--- Required task 1 ---
Please answer these questions about the speech synthesis passage, one answer per line:
(a) In many embodiments, how many words does training text 306 include?
(b) What does component locator 316 examine when it selects a particular variation of a speech unit?
(c) Which two kinds of prosody rules does the prosody calculator use?
--- Required task 2 ---
Carry on with the speech synthesis passage, starting after its final sentence.

--- Document section ---
═══

In many embodiments, training text 306 includes over 10,000 words. As such, not every variation of a phoneme, diphone, triphone or syllable found in training text 306 can be stored in stored speech components 312. Instead, in most embodiments, sample and store 310 selects and stores only a subset of the variations of the speech units found in training text 306. The variations stored can be actual variations from training speech 308 or can be composites based on combinations of those variations.
Once training samples have been stored, input text 304 can be parsed into its component speech units by parser 314. The speech units produced by parser 314 are provided to a component locator 316 that accesses stored speech units 312 to retrieve the stored samples for each of the speech units produced by parser 314. In particular, component locator 316 examines the neighboring speech units around a current speech unit of interest and based on these neighboring units, selects a particular variation of the speech unit stored in stored speech components 312. Based on this retrieval process, component locator 316 provides a set of stored samples for each speech unit provided by parser 314.
Text 304 is also provided to a semantic identifier 318 that identifies the basic linguistic structure of text 304. In particular, semantic identifier 318 is able to distinguish questions from declarative sentences, as well as the location of commas and natural breaks or pauses in text 304.
Based on the semantics identified by semantic identifier 318, a prosody calculator 320 calculates the desired pitch and duration needed to ensure that the synthesized speech does not sound mechanical or artificial. In many embodiments, the prosody calculator uses a set of prosody rules developed by a linguistics expert. In other embodiments, statistical prosody rules are used.

═══

--- Provided material ---
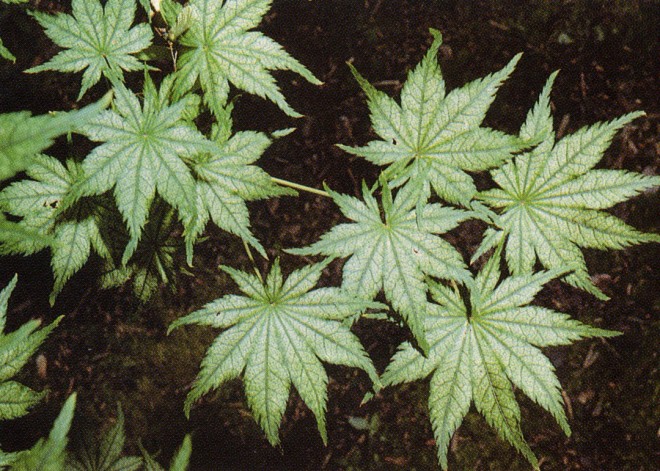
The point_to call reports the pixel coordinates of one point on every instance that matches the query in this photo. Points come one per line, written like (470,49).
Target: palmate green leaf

═══

--- Right answer 1 ---
(a) Over 10,000 words.
(b) The neighboring speech units around a current speech unit of interest.
(c) A set of prosody rules developed by a linguistics expert in many embodiments, and statistical prosody rules in other embodiments.

--- Right answer 2 ---
Prosody calculator 320 provides its prosody information to a speech constructor 322, which also receives retrieved samples from component locator 316. When speech constructor 322 receives the speech components from component locator 316, the components have their original prosody as taken from training speech 308. Since this prosody may not match the output prosody calculated by prosody calculator 320, speech constructor 322 must modify the speech components so that their prosody matches the output prosody produced by prosody calculator 320. Speech constructor 322 then combines the individual components to produce synthesized speech 302. Typically, this combination is accomplished using a technique known as overlap-and-add where the individual components are time shifted relative to each other such that only a small portion of the individual components overlap. The components are then added together.
As discussed in the background, prior art semantic identifiers identify groupings of characters that form lexical words in the text. These lexical words are then used by a prosodic calculator to calculate prosodic contours such as fundamental frequency, duration, amplitude and pauses.
The present inventors have discovered that this technique is not effective in many Asian languages because lexical word boundaries do not match well with the cadence of speech. Instead, the basic rhythm units sometimes form only part of a lexical word and at other times they span more than one lexical word. Such basic rhythm units are called prosodic words.
Unfortunately, such prosodic words are formed dynamically during speech and it is impossible to list all of them into a lexicon. The present invention provides a method and system for identifying the prosodic word boundaries in a text.
Under one embodiment of the present invention, a conversion model and an annotated lexicon are formed to identify lexical words that should be combined into a larger prosodic word and to identify lexical words that should be divided into smaller prosodic words.
The segmented training text is then provided to a prosodic word identifier 408 together with a training speech signal 410. In many embodiments, prosodic word identifier 408 is a panel of human listeners who listen to training speech signal 410 while reading the training text. Each member of the panel marks prosodic word boundaries that he perceived as a single rhythm unit. If a majority of the panel agrees on a prosodic word, a boundary mark is placed.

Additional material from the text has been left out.